# WHAT THE EXERCISE ASKS
Extract, from the listing that follows, each line containing the word "instance".

# SOURCE DATA

------------------------------------------------------------------------

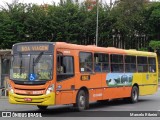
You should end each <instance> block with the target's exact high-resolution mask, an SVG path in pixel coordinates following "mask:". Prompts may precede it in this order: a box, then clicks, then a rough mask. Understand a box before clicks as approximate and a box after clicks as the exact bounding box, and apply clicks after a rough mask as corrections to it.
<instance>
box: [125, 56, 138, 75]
mask: <svg viewBox="0 0 160 120" xmlns="http://www.w3.org/2000/svg"><path fill="white" fill-rule="evenodd" d="M125 72H136V56H129V55H126V56H125Z"/></svg>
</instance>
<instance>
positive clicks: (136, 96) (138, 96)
mask: <svg viewBox="0 0 160 120" xmlns="http://www.w3.org/2000/svg"><path fill="white" fill-rule="evenodd" d="M138 98H139V90H138V87H137V86H133V87H132V91H131V97H130V102H131V103H136V102H138Z"/></svg>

------------------------------------------------------------------------

# TASK RESPONSE
You should end each <instance> block with the target's exact high-resolution mask, an SVG path in pixel coordinates following "mask:". Prompts may precede it in this order: a box, then clicks, then a rough mask. Understand a box before clicks as approximate and a box after clicks as the exact bounding box, and apply clicks after a rough mask as corrections to it.
<instance>
</instance>
<instance>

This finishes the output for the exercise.